- _YOUR OBJECTIVE_
Nothing goes in the answer except the line that contains "In the photograph above, where can the vertical tail" and the lines after it to the end of the material below, unchanged.

- _DATA FOR THIS TASK_
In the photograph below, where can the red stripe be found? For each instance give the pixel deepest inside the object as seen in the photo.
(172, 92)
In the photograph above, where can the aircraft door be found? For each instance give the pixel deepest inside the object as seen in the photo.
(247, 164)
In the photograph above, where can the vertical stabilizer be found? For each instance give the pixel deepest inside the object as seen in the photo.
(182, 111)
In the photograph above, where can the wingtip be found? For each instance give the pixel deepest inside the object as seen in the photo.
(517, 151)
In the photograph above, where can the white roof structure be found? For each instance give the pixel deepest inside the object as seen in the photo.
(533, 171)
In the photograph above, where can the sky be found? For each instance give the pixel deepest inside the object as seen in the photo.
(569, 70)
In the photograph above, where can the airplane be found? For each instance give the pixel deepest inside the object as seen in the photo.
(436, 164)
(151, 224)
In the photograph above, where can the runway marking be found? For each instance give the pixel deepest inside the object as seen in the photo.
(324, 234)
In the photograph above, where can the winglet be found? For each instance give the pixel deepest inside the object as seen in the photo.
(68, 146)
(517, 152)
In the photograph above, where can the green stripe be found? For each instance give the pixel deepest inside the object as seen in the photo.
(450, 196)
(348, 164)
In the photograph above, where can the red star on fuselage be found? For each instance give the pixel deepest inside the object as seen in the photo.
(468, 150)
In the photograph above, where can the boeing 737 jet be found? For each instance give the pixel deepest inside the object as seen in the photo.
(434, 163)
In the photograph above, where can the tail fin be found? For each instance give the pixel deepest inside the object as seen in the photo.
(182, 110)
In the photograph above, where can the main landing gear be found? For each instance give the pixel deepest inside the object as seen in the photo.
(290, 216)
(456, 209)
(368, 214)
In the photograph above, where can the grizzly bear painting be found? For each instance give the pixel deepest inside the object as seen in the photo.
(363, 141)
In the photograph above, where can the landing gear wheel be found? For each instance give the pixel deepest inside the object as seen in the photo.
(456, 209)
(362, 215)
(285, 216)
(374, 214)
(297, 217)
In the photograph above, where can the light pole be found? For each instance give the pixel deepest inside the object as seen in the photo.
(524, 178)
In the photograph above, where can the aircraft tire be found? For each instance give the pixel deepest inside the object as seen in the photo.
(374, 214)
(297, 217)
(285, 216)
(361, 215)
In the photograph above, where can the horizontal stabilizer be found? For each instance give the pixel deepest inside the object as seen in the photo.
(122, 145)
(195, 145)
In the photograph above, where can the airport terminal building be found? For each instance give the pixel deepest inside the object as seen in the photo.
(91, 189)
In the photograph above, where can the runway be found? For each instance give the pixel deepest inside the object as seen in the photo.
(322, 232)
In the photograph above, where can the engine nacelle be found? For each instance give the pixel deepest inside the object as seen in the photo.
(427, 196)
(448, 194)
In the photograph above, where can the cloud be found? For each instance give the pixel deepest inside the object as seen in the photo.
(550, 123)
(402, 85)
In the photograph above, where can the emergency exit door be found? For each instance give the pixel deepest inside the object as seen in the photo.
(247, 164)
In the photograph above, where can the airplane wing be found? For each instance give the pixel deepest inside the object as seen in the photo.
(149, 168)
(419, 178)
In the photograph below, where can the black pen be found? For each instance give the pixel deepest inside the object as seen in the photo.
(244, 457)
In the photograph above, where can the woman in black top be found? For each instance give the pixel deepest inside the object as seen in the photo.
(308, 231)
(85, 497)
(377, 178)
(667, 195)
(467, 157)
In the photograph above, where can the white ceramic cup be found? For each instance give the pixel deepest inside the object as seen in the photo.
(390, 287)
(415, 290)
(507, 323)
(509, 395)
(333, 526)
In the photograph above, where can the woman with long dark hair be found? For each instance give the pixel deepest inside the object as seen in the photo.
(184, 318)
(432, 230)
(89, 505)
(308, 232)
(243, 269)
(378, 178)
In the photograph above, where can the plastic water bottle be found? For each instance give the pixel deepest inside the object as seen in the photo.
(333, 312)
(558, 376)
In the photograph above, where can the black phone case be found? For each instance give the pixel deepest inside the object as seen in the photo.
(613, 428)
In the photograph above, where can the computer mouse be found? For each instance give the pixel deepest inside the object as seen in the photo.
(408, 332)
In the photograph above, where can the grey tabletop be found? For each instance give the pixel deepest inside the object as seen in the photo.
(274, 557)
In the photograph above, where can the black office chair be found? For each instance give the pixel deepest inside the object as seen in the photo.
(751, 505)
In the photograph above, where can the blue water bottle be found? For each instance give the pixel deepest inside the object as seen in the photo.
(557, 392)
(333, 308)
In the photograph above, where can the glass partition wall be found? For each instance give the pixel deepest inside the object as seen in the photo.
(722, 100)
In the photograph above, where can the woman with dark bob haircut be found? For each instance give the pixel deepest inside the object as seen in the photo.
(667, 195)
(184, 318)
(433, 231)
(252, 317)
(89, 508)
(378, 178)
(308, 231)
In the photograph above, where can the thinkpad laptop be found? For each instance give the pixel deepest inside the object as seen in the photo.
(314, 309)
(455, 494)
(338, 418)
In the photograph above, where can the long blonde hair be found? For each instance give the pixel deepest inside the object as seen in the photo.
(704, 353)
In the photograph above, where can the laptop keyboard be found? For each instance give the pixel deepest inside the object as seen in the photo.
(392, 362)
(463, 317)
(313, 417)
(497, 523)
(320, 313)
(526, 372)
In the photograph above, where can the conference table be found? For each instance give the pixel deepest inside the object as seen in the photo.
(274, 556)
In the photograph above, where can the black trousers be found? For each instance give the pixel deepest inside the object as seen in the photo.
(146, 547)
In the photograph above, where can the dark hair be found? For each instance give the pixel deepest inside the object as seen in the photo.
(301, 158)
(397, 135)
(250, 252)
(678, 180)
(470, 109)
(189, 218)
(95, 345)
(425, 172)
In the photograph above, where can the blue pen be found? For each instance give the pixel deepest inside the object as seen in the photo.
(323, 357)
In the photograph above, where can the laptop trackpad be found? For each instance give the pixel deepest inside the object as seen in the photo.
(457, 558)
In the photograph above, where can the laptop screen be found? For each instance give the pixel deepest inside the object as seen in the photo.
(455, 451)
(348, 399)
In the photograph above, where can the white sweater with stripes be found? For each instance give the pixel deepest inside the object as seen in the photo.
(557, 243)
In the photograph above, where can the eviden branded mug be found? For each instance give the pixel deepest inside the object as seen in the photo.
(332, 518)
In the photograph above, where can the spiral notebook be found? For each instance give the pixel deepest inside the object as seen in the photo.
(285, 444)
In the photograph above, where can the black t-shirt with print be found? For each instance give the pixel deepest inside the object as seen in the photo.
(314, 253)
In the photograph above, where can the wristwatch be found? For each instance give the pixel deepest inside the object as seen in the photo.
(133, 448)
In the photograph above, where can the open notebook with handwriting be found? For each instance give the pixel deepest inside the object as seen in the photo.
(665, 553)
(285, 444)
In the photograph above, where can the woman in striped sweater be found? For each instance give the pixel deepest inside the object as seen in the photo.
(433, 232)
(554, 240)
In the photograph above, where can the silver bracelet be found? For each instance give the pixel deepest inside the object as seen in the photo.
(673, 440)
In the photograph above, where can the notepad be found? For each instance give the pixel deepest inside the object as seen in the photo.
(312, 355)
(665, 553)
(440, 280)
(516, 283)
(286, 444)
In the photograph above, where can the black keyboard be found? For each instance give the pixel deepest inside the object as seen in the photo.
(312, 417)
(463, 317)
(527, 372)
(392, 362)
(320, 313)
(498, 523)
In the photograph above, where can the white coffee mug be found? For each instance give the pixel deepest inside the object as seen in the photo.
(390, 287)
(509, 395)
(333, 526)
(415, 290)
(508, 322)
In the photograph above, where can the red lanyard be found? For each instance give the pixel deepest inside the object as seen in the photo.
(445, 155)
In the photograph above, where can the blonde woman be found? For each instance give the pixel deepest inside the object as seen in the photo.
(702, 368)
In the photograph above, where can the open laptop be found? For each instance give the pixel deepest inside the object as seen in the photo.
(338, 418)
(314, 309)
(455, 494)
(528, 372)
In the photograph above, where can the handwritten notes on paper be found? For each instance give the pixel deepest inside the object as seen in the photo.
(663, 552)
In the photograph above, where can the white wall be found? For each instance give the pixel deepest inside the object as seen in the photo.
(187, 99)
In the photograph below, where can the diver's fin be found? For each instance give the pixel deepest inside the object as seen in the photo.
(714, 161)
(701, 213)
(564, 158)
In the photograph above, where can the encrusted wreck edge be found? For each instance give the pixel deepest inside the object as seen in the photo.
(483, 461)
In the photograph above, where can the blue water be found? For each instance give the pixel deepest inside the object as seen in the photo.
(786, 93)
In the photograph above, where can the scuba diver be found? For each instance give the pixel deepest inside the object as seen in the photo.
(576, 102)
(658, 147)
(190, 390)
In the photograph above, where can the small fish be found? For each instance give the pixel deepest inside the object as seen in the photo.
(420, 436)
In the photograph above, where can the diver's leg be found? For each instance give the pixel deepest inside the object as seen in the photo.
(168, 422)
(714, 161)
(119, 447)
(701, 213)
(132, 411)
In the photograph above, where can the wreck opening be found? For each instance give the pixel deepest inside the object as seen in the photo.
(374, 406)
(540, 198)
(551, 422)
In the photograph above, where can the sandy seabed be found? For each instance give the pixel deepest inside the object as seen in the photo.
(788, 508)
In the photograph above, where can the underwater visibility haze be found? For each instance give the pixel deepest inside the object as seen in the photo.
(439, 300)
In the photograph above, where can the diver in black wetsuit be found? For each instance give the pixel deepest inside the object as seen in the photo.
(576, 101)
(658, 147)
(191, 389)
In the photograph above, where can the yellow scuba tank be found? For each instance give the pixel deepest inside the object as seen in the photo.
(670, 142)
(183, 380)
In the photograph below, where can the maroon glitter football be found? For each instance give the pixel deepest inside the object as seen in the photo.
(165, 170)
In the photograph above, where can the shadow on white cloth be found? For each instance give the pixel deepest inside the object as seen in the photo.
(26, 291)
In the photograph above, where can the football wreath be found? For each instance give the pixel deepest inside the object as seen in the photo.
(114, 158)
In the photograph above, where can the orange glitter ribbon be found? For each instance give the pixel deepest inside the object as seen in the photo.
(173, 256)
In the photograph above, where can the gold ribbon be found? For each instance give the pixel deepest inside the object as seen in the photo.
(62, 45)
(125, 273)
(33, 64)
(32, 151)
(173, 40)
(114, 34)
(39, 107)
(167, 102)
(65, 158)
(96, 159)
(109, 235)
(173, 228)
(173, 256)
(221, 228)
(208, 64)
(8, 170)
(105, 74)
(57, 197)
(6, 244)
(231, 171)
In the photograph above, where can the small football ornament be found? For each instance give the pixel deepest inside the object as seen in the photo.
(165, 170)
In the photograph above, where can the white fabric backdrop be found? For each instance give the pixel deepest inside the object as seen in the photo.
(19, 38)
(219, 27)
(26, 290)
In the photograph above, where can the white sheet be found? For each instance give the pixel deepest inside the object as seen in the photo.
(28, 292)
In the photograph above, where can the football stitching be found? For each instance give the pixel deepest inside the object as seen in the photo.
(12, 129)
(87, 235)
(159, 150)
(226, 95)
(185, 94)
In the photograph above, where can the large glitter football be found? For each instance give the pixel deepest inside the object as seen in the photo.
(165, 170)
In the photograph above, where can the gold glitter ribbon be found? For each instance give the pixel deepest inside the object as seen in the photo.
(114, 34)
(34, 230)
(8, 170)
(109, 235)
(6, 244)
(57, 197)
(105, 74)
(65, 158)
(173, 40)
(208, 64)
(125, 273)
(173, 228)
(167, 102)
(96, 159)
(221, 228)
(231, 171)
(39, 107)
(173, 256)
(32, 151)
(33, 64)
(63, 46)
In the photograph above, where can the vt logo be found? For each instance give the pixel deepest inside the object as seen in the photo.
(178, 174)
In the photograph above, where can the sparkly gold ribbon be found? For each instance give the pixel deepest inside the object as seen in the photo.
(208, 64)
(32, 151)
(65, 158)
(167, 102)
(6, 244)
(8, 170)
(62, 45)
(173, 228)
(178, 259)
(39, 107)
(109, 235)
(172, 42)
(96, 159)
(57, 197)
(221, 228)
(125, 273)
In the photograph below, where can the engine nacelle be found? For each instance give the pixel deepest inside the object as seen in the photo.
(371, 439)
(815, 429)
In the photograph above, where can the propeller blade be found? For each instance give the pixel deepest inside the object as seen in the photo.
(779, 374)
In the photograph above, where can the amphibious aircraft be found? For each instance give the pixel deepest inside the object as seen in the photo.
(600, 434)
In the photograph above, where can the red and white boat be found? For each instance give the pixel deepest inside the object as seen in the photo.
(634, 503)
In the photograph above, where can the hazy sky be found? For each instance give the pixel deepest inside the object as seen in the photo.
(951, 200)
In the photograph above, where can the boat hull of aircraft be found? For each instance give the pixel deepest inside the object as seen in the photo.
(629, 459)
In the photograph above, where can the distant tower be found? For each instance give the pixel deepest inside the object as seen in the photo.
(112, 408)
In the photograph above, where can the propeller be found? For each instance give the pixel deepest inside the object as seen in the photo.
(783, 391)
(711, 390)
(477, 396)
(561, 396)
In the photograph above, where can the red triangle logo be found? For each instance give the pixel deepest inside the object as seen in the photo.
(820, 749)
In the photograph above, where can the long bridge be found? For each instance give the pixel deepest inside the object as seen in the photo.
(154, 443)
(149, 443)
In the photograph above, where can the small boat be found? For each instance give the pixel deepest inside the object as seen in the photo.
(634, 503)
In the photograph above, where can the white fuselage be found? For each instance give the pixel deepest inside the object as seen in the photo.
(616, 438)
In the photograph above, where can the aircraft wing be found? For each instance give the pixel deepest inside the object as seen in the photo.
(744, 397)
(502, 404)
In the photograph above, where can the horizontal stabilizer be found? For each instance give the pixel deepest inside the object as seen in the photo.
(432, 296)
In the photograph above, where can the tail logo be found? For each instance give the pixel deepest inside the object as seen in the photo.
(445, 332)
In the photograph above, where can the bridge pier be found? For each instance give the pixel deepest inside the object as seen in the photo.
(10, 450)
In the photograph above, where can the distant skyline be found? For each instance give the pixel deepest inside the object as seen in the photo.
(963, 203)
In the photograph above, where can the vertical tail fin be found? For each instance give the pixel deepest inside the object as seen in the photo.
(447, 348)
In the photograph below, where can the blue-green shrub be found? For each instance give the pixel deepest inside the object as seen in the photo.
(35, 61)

- _COMPLETED EXERCISE_
In the photograph above, where can the vertical tail fin be found? For each instance give the pixel deepest inside the object as seen in the photo.
(447, 348)
In the photograph below, where can the blue-green shrub be found? For each instance give the pixel deepest inside the object as seen in the photo.
(35, 61)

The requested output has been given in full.